TEXT SEGMENT:
# # # # #

Tuesday, May 13, 2014

Etude regret

A.J. West writes of his time spend as an anthro major --
I regret studying it, and I wouldn't recommend it to anyone who dislikes obscurantism and sanctimonious anti-scientific pseudo-epistemology.
I add that I regret it too. My time and money could have been much better spent.
It is no wonder anthropology graduates are the least employable of all degree holders given that they learn no real skills in anthropology departments.  And it's not that there are no skills to learn: why not try teaching or studying the methods of historical linguistics, population genetics, and archaeological interpretation?

# # # # #

TASK DESCRIPTION:
Reproduce the blog post above on regretting an anthropology degree in its entirety, without any alteration.

INPUT DATA:
# # # # #

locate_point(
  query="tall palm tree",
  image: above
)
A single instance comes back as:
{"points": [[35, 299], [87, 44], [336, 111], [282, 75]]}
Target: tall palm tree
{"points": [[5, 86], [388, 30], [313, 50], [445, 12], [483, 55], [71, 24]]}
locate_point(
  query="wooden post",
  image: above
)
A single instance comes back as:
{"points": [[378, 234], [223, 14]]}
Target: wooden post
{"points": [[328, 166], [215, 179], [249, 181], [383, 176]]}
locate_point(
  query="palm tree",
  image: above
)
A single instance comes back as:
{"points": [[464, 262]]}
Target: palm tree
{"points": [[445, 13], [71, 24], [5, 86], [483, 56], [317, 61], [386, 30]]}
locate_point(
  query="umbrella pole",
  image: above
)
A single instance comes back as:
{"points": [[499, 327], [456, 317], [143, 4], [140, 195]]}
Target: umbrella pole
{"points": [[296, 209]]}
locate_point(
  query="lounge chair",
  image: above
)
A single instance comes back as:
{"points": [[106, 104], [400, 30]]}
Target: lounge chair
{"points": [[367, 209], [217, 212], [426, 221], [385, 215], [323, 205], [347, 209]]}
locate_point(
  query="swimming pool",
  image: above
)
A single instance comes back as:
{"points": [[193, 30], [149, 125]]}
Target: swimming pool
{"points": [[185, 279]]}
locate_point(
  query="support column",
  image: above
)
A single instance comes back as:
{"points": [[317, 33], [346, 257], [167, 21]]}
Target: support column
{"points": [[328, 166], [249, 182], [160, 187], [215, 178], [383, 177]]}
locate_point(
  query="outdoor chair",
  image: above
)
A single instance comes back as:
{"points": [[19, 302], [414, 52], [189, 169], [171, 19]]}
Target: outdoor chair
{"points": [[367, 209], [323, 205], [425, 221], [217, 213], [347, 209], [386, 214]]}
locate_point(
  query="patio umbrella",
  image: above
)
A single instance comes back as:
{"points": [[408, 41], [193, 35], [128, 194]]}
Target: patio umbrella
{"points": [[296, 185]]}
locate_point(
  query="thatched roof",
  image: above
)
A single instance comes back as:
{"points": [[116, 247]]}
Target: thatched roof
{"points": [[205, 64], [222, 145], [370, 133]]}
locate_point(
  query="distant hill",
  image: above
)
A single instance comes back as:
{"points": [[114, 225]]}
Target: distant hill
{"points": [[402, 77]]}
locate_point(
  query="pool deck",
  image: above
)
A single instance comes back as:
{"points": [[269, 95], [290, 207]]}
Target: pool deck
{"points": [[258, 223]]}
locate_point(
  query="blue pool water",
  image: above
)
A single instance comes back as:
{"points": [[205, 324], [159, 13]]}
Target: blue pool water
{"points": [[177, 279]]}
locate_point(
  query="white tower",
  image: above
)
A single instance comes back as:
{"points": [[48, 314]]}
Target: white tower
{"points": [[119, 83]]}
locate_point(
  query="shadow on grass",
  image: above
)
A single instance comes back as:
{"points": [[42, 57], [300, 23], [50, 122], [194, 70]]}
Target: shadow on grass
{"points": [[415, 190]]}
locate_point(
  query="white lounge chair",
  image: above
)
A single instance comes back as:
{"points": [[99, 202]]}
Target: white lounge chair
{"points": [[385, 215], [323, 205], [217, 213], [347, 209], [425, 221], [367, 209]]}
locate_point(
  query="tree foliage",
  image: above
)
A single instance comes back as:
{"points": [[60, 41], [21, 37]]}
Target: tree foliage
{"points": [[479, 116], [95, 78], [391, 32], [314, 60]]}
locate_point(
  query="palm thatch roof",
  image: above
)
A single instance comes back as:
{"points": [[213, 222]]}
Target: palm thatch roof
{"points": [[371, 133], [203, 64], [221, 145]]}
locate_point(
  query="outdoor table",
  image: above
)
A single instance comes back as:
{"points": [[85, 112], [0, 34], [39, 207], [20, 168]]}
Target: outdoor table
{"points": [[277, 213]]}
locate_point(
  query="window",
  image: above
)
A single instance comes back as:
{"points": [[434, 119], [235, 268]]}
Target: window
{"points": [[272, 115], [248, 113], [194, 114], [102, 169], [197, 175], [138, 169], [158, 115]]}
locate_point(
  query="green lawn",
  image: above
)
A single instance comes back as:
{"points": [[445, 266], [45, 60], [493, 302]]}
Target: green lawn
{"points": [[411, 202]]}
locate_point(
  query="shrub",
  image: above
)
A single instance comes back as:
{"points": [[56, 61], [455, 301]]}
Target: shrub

# # # # #

SOLUTION FOR THIS PROBLEM:
Tuesday, May 13, 2014

Etude regret

A.J. West writes of his time spend as an anthro major --
I regret studying it, and I wouldn't recommend it to anyone who dislikes obscurantism and sanctimonious anti-scientific pseudo-epistemology.
I add that I regret it too. My time and money could have been much better spent.
It is no wonder anthropology graduates are the least employable of all degree holders given that they learn no real skills in anthropology departments.  And it's not that there are no skills to learn: why not try teaching or studying the methods of historical linguistics, population genetics, and archaeological interpretation?